*Problem description*.
Quote the listing below in its entirety, omitting every image.
-- Opening Marker --
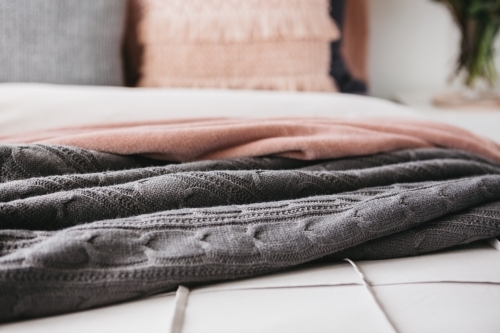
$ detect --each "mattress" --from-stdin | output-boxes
[0,83,499,333]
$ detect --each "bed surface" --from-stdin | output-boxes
[0,83,417,136]
[1,84,499,333]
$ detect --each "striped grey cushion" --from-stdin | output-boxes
[0,0,126,86]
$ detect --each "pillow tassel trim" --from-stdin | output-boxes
[138,75,338,92]
[138,0,340,42]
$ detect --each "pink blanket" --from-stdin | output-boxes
[2,117,500,163]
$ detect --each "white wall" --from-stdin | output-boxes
[368,0,460,99]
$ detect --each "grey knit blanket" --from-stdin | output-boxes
[1,144,500,322]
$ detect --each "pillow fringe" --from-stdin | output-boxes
[139,75,337,92]
[138,0,339,42]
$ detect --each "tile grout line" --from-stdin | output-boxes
[344,258,400,333]
[165,241,500,333]
[169,285,190,333]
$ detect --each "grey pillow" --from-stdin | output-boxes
[0,0,127,86]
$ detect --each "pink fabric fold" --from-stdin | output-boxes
[2,117,500,163]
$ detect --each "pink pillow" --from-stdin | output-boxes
[134,0,340,91]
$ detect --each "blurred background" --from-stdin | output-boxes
[369,0,500,99]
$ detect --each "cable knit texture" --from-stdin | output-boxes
[135,0,339,91]
[1,145,500,321]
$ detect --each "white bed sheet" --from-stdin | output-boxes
[0,83,418,136]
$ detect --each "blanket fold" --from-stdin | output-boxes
[326,200,500,260]
[1,144,500,322]
[2,158,500,230]
[1,175,500,321]
[0,144,163,182]
[3,117,500,163]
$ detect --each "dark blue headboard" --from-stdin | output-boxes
[329,0,367,94]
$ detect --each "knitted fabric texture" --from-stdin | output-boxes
[0,0,126,85]
[135,0,339,91]
[1,145,500,321]
[0,147,490,202]
[3,118,500,164]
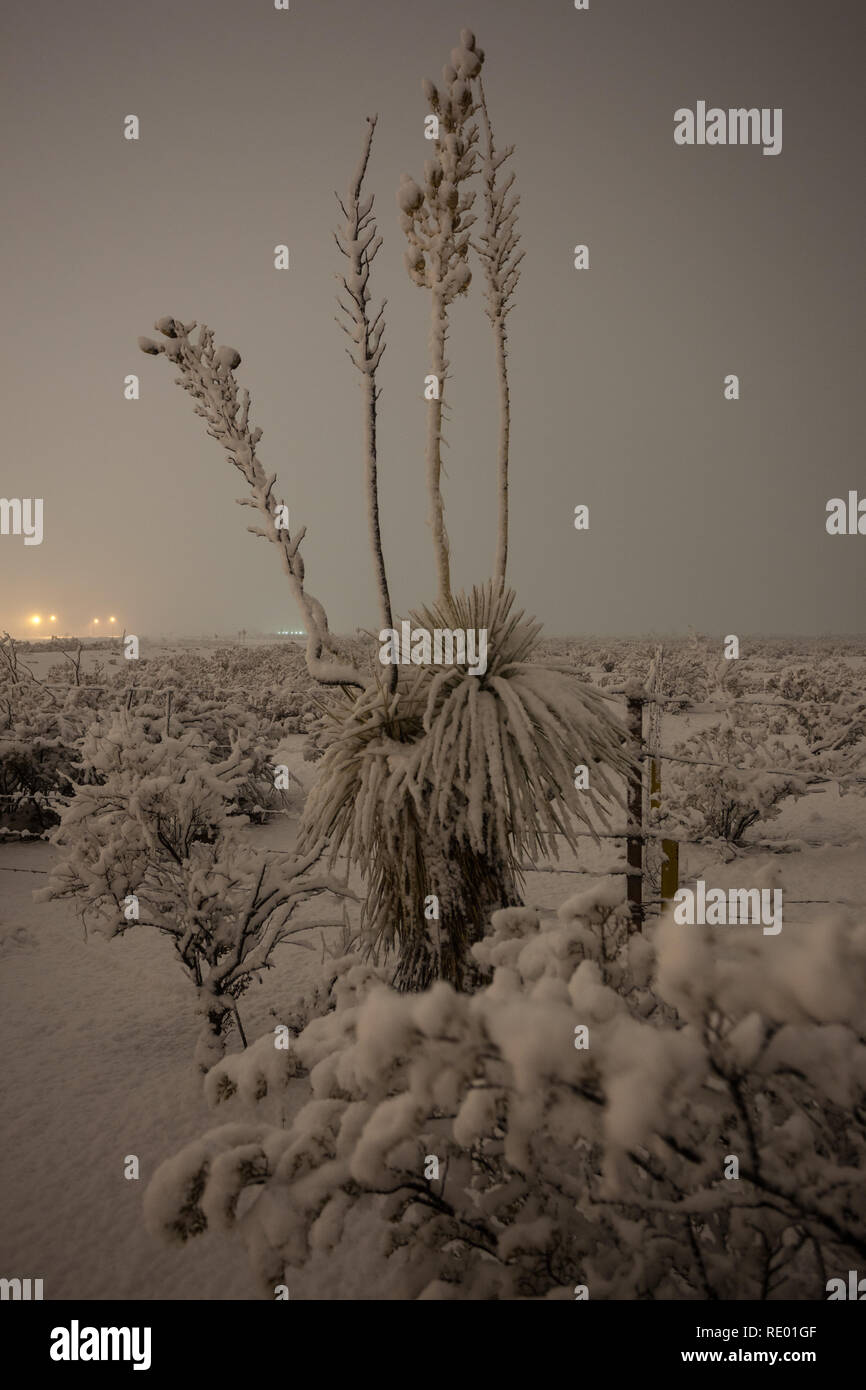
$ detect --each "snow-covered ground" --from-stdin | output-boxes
-- Closing Marker --
*Reply*.
$ detect --each "mattress" --from-stdin | output-boxes
[0,83,499,333]
$ detect --each "bed surface" --from-stdin | output-boxes
[0,83,417,136]
[1,84,499,333]
$ detect --each "striped grey cushion" --from-stdin | output-boxes
[0,0,126,86]
$ detect --each "pillow tassel trim" --from-stdin | output-boxes
[138,75,338,92]
[138,0,340,42]
$ detect --each "pink blanket" --from-stdin | output-boxes
[2,117,500,163]
$ detect --each "white wall" --from-stdin | output-boxes
[368,0,460,99]
$ detect --each "grey knit blanket" --from-stdin | output-boxes
[1,144,500,322]
$ detect --each "pillow fringe" --from-stdin | output-boxes
[139,75,337,92]
[138,0,339,42]
$ detect --each "tile grout line" --from-stdin | output-boxes
[344,258,400,333]
[165,241,500,333]
[169,285,190,333]
$ detect --each "grey pillow" --from-stdin | output-boxes
[0,0,127,86]
$ detect --each "pink fabric fold" --from-stdin | output-boxes
[2,117,500,163]
$ detect --each "pink pillow" --from-stdin | output-boxes
[134,0,340,91]
$ detect --each "blurred background" --from-stdin | output-boxes
[369,0,500,99]
$ detect --each "cable knit texture" --from-stdin | output-boxes
[135,0,339,91]
[1,145,500,321]
$ detect --each "white bed sheet" --from-stdin | output-boxes
[0,83,418,136]
$ detect --each "blanket fold" --from-stdin | output-boxes
[326,200,500,260]
[1,144,500,322]
[2,158,500,230]
[1,175,500,321]
[0,144,163,182]
[3,117,500,163]
$ detect --each "dark blue headboard" --from-stdin | output-boxes
[329,0,367,94]
$ detect --each "knitted fabric texture" --from-stdin | output-boxes
[0,0,126,85]
[135,0,339,91]
[1,145,500,321]
[0,147,490,202]
[3,118,500,164]
$ detect --each "snow-covered ground" --from-stdin | output-boxes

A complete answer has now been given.